» **Supplied information**:
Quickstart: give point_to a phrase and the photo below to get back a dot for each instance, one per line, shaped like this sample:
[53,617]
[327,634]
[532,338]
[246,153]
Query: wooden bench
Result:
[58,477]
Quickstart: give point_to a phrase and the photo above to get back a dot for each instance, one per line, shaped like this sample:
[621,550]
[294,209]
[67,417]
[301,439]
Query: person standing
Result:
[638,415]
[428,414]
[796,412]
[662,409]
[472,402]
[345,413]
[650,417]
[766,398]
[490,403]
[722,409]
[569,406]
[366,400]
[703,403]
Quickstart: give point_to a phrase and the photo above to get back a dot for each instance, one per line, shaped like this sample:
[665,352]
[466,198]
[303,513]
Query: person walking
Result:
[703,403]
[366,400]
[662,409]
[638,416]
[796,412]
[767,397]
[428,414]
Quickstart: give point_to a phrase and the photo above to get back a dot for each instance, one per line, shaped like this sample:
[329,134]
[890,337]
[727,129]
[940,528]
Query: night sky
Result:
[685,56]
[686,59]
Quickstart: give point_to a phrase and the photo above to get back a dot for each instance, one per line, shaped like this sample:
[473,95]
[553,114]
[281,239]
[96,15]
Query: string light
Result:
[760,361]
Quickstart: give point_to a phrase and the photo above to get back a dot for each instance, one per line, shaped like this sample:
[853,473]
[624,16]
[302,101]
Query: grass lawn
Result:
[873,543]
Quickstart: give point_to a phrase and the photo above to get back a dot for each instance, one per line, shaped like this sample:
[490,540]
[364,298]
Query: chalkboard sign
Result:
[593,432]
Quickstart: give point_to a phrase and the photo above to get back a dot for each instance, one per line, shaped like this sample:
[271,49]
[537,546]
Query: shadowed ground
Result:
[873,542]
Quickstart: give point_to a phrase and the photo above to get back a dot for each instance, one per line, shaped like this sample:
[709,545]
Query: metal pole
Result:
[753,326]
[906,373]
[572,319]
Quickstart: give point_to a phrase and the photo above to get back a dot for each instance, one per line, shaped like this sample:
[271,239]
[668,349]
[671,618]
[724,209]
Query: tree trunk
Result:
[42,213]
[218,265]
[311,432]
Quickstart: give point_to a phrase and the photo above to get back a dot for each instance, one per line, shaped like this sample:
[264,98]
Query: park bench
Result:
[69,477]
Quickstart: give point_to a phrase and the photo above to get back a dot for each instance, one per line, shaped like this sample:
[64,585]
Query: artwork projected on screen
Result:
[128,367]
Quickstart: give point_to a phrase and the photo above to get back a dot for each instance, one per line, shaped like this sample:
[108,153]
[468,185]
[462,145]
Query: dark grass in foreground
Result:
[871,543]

» **Work to complete**:
Scanning the material above, work out how many lines contain the word "grass" and reply with the number only.

» **Output**:
2